To do: How many lines in the listing below contain the string "bird"? Case matters. Reply with the number alone.

Material for this exercise:
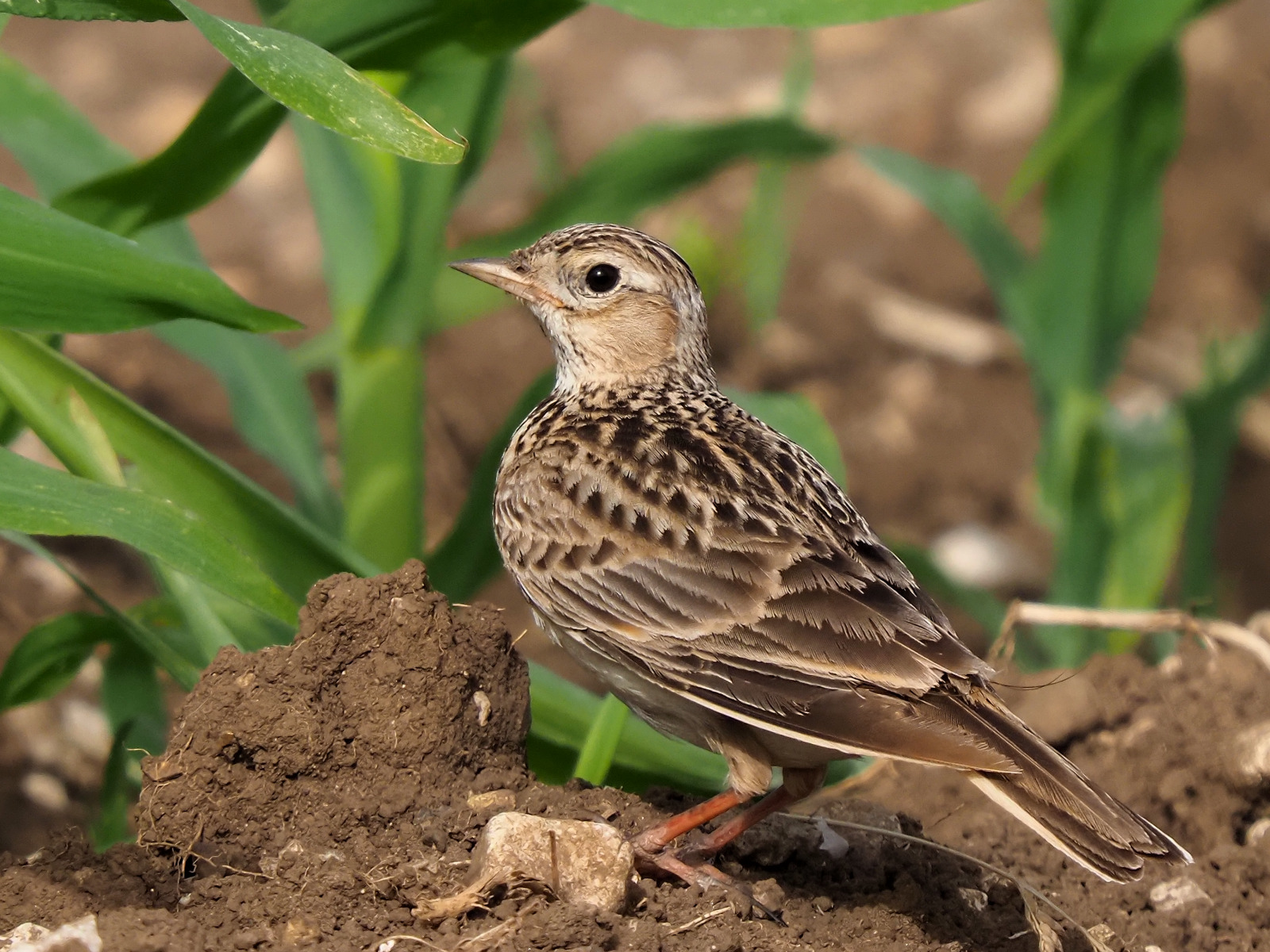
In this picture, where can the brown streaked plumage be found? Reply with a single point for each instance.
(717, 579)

==

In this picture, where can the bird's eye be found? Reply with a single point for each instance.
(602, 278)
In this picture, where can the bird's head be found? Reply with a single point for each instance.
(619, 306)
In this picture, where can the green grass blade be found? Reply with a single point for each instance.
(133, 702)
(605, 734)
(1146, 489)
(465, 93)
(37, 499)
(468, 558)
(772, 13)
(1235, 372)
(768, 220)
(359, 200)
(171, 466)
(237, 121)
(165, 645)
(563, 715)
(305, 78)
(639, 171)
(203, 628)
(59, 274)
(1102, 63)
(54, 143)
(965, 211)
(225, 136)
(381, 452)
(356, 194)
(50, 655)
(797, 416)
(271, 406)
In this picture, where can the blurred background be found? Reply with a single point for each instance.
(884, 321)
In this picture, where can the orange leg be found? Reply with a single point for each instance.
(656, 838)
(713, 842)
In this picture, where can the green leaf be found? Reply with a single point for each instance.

==

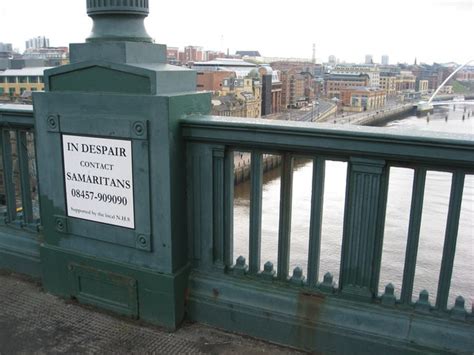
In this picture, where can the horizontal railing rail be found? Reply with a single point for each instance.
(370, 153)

Task solution: 2